GOAL: Rewrite the records below, changing every "innermost" to "central" and keeping everything else the same.

SUPPLIED DATA:
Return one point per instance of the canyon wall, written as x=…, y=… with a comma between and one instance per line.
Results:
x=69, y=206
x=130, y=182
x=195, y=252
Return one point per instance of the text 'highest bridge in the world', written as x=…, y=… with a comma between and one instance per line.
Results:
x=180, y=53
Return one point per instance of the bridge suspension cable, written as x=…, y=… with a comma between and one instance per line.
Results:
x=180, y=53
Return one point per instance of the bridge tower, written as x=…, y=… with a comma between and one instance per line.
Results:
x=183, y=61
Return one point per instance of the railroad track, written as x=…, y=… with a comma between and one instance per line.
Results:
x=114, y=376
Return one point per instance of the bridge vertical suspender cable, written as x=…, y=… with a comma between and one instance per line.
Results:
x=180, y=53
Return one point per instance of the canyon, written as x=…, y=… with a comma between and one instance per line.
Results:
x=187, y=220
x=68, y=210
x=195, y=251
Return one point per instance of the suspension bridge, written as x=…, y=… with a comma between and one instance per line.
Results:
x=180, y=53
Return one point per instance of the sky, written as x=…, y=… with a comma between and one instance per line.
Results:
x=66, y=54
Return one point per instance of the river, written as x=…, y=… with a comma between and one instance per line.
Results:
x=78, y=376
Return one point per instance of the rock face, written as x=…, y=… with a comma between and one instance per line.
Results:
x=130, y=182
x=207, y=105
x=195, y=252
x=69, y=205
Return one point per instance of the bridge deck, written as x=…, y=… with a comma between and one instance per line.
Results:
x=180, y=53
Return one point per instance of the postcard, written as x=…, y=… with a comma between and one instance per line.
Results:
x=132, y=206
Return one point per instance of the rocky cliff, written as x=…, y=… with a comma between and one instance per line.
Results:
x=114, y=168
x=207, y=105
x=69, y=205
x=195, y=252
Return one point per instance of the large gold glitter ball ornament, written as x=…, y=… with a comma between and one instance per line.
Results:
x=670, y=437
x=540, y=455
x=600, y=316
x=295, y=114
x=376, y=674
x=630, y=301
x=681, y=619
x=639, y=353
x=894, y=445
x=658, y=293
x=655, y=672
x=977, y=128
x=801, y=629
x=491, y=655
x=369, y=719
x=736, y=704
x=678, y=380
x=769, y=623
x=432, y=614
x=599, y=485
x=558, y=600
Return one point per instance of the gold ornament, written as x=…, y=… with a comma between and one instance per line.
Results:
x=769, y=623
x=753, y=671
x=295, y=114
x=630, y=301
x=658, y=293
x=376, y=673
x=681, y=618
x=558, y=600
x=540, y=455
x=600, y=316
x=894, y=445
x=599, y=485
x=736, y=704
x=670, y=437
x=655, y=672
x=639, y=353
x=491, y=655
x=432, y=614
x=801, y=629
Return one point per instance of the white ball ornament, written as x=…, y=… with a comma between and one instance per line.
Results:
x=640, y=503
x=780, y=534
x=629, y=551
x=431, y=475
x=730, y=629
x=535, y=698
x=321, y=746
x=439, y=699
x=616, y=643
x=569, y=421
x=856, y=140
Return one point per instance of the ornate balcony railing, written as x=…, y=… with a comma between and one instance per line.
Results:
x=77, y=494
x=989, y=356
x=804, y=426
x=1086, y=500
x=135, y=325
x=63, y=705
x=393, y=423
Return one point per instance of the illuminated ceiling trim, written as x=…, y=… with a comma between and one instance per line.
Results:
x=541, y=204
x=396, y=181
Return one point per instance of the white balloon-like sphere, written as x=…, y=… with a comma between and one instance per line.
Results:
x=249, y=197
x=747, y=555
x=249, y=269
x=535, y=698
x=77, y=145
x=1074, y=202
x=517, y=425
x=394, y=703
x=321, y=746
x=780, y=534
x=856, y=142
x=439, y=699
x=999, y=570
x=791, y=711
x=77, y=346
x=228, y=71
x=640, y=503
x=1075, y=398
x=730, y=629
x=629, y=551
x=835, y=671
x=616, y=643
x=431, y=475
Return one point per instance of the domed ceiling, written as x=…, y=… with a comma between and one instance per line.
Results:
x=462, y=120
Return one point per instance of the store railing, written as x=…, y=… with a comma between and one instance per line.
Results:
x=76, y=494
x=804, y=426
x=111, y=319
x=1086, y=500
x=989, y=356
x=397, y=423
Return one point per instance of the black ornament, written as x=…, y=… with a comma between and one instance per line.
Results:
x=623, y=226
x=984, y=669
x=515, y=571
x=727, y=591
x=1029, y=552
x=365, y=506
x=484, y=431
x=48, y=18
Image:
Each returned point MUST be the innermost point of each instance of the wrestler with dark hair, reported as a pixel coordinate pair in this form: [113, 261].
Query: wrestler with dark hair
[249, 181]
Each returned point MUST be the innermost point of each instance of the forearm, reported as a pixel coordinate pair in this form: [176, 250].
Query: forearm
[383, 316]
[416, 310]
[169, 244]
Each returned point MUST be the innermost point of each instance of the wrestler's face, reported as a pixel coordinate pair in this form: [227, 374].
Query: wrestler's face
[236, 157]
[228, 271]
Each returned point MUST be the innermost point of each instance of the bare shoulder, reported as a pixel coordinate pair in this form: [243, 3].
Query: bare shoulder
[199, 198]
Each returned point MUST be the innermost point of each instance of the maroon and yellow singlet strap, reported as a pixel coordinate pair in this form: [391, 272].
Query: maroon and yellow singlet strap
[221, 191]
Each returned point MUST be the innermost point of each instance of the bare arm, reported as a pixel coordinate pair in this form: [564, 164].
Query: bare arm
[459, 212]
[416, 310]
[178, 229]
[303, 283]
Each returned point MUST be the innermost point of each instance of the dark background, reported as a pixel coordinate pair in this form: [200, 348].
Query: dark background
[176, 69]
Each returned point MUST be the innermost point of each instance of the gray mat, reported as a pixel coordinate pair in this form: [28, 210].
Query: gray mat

TASK ANSWER:
Return one point per instance of the canyon wall, written as x=…, y=… with a comma between and one instance per line.
Results:
x=69, y=206
x=130, y=182
x=195, y=252
Return one point per instance of the text 'highest bridge in the world', written as x=…, y=… with a comma between and one instance per line.
Results:
x=180, y=53
Return one point per instance of the bridge suspension cable, written as x=…, y=… with a comma between and one instance per line.
Results:
x=180, y=53
Return one point per instance of the bridge tower, written as x=…, y=… with a comma between and one instance per line.
Results:
x=183, y=61
Return one point per instance of the railroad track, written as x=…, y=… with a comma between and one instance per line.
Results:
x=114, y=376
Return one point per instance of the bridge vertical suspender cable, written as x=…, y=… with a comma between and one instance per line.
Results:
x=180, y=53
Return one point per instance of the canyon, written as x=…, y=… with a comma between and one instance per line.
Results:
x=187, y=220
x=68, y=210
x=195, y=251
Return one point per instance of the suspension bridge, written as x=…, y=… with a comma between and one instance per line.
Results:
x=180, y=53
Return one point per instance of the sky, written as x=…, y=… with a comma between and one instance per line.
Results:
x=66, y=54
Return one point per instance of the river, written as x=…, y=… with a comma between and one instance per line.
Results:
x=78, y=376
Return one point per instance of the rock face, written as x=…, y=… with a comma between and one instance per line.
Results:
x=130, y=182
x=207, y=105
x=195, y=252
x=69, y=205
Return one point per instance of the bridge deck, written as x=…, y=… with a comma between and one instance per line.
Results:
x=180, y=53
Return one point per instance of the postcard, written as x=…, y=… with a comma between and one instance per line.
Results:
x=132, y=206
Return one point per instance of the rocky cliff, written as x=…, y=… with a comma between and one instance per line.
Results:
x=114, y=168
x=207, y=105
x=69, y=205
x=195, y=252
Return one point per instance of the large gold glitter ball ornament, written as x=…, y=… with a comma between and one instance per line.
Results:
x=670, y=437
x=540, y=455
x=600, y=316
x=295, y=114
x=376, y=674
x=630, y=301
x=681, y=619
x=639, y=353
x=894, y=445
x=658, y=293
x=655, y=672
x=977, y=128
x=801, y=629
x=491, y=655
x=369, y=719
x=736, y=704
x=678, y=380
x=769, y=623
x=432, y=614
x=599, y=485
x=558, y=600
Return one point per instance of the gold ornament, written as x=…, y=… with a comma between and one instance per line.
Results:
x=769, y=623
x=753, y=671
x=295, y=114
x=630, y=301
x=658, y=293
x=376, y=673
x=681, y=618
x=558, y=600
x=540, y=455
x=600, y=316
x=894, y=445
x=599, y=485
x=736, y=704
x=670, y=437
x=655, y=672
x=639, y=353
x=491, y=655
x=432, y=614
x=801, y=629
Return one point per instance of the white ball ornament, written as x=…, y=… with a comma between and one instance per line.
Results:
x=640, y=503
x=780, y=534
x=629, y=551
x=431, y=475
x=730, y=629
x=535, y=698
x=321, y=746
x=439, y=699
x=616, y=643
x=569, y=421
x=856, y=140
Return one point per instance of the ornate balcony railing, written as x=…, y=… with a comma between and one instance per line.
Results:
x=77, y=494
x=989, y=356
x=804, y=426
x=1086, y=500
x=135, y=325
x=63, y=705
x=393, y=423
Return one point per instance of the illuminated ceiling trim, written as x=…, y=… with a comma between and one instance per line.
Results:
x=541, y=204
x=396, y=181
Return one point per instance of the white balloon-like sphere, written as x=…, y=… with a comma between and one instance per line.
Results:
x=249, y=197
x=747, y=555
x=249, y=269
x=535, y=698
x=77, y=145
x=1074, y=202
x=517, y=425
x=394, y=703
x=321, y=746
x=780, y=534
x=856, y=142
x=439, y=699
x=999, y=570
x=791, y=711
x=77, y=346
x=228, y=71
x=640, y=503
x=1075, y=398
x=730, y=629
x=629, y=551
x=835, y=671
x=616, y=643
x=431, y=475
Return one point per instance of the domed ceiling, written as x=…, y=… with a comma between and one instance per line.
Results:
x=462, y=120
Return one point per instance of the store railing, written as x=…, y=… with a comma between and one instance per line.
Results:
x=76, y=494
x=804, y=426
x=111, y=319
x=1086, y=500
x=989, y=356
x=397, y=423
Return one point per instance of the black ornament, written as x=…, y=… with a comma between and one instance per line.
Results:
x=623, y=226
x=984, y=669
x=515, y=571
x=727, y=591
x=1029, y=552
x=365, y=506
x=484, y=431
x=48, y=18
Image:
Each returned point MUST be the central point of each instance of the wrestler with dark hair, reported as a pixel coordinate pair in this form: [113, 261].
Query: wrestler with dark hair
[249, 181]
Each returned point MUST be the central point of each instance of the forearm, reported as a pixel coordinate pair in this form: [176, 250].
Query: forearm
[383, 316]
[416, 310]
[169, 244]
Each returned point MUST be the central point of each instance of the wrestler's face, reported as a pixel coordinate pair in this form: [227, 374].
Query: wrestler's face
[236, 157]
[228, 271]
Each returned point MUST be the central point of each instance of the bare shoulder, reported as a pixel coordinate pair in this form: [243, 3].
Query: bare shoulder
[199, 198]
Each returned point MUST be the central point of each instance of the maroon and yellow singlet strap, reported as a pixel coordinate pair in this form: [391, 272].
Query: maroon and yellow singlet strap
[221, 191]
Each returned point MUST be the central point of each instance of the bare arm, reported as a pixel coordinate pair in this form: [564, 164].
Query: bare arm
[459, 212]
[416, 310]
[178, 229]
[303, 283]
Each returned point MUST be the central point of each instance of the dark background, reported as a pixel coordinate pair in this form: [200, 348].
Query: dark background
[176, 69]
Each returned point MUST be the central point of each instance of the gray mat, reported as a pixel coordinate pair in this form: [28, 210].
Query: gray mat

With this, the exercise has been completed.